- _Task_
All lines of the entries with "below" in them must be listed.

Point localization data
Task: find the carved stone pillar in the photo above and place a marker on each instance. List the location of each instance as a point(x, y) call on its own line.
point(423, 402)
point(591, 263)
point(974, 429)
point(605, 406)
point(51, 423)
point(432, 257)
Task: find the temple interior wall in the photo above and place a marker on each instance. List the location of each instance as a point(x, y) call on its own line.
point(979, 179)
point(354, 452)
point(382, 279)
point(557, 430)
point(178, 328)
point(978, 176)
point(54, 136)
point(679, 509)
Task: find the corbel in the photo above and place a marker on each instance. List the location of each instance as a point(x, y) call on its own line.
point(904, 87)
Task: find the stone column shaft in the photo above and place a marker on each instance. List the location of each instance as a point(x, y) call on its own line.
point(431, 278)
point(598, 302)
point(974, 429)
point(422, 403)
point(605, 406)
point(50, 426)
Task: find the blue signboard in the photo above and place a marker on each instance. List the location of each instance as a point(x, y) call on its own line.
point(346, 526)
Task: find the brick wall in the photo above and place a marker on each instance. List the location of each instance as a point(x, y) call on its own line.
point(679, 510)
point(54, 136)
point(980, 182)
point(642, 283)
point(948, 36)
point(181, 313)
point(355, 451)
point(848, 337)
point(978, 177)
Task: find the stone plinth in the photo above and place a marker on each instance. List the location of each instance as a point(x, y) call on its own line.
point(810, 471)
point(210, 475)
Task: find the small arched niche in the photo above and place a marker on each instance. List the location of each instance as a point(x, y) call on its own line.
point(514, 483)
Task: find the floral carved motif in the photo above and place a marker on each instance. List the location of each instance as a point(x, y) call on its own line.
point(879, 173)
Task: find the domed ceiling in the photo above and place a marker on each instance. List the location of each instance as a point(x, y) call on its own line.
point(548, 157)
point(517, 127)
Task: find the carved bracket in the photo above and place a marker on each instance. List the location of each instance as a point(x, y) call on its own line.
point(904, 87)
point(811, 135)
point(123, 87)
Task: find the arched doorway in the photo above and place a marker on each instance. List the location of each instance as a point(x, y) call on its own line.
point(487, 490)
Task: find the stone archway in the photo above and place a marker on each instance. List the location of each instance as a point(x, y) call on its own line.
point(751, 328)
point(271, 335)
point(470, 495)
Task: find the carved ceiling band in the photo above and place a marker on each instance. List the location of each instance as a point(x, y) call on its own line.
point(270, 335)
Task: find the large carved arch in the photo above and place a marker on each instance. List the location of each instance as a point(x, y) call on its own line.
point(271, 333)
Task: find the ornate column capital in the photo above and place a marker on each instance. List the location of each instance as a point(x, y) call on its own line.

* * *

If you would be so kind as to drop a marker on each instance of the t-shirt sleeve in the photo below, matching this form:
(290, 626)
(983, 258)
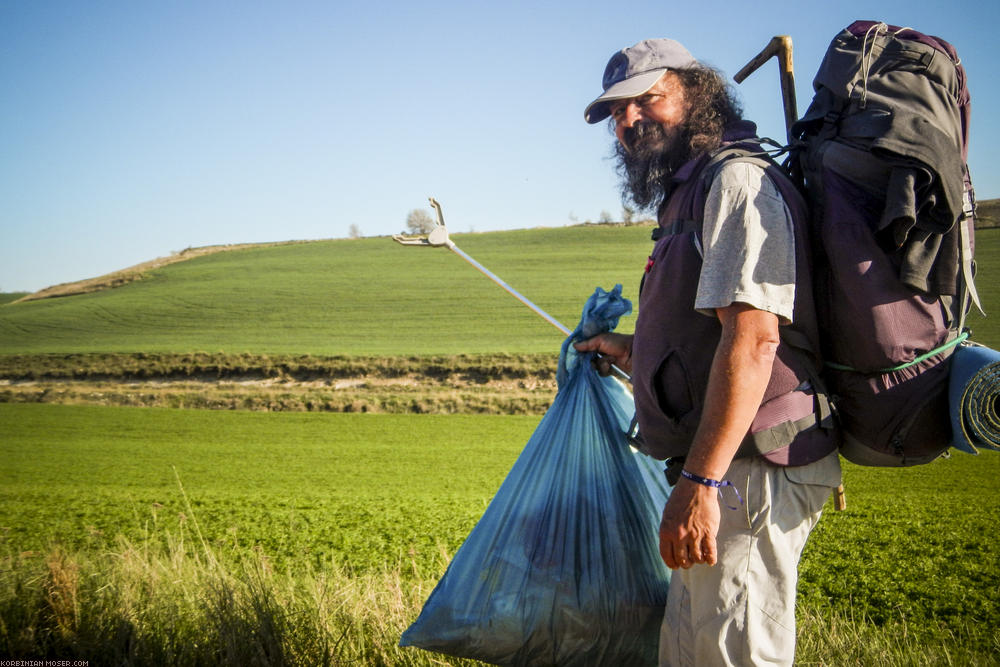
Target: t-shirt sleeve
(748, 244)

* * *

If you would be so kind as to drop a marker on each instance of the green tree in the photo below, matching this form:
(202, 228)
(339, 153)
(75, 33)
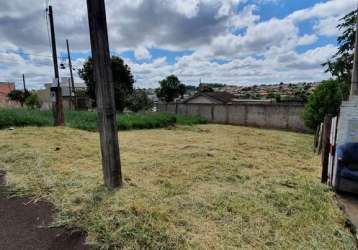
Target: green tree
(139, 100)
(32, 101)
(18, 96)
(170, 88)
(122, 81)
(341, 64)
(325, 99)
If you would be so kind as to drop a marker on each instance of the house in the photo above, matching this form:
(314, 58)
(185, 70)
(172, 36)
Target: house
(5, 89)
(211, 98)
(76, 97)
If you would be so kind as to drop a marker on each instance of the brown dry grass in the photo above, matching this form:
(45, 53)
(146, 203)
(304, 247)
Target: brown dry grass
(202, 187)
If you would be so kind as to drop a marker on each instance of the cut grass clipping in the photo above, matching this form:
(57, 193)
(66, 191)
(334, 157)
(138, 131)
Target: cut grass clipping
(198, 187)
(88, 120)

- _Problem solution_
If you would be so kind as to drop a marker on each instance of the t-shirt sleeve in the photo below, matching this form:
If you would be so kind as to drop a marker on each instance of the green tree in the photo below, matching this form:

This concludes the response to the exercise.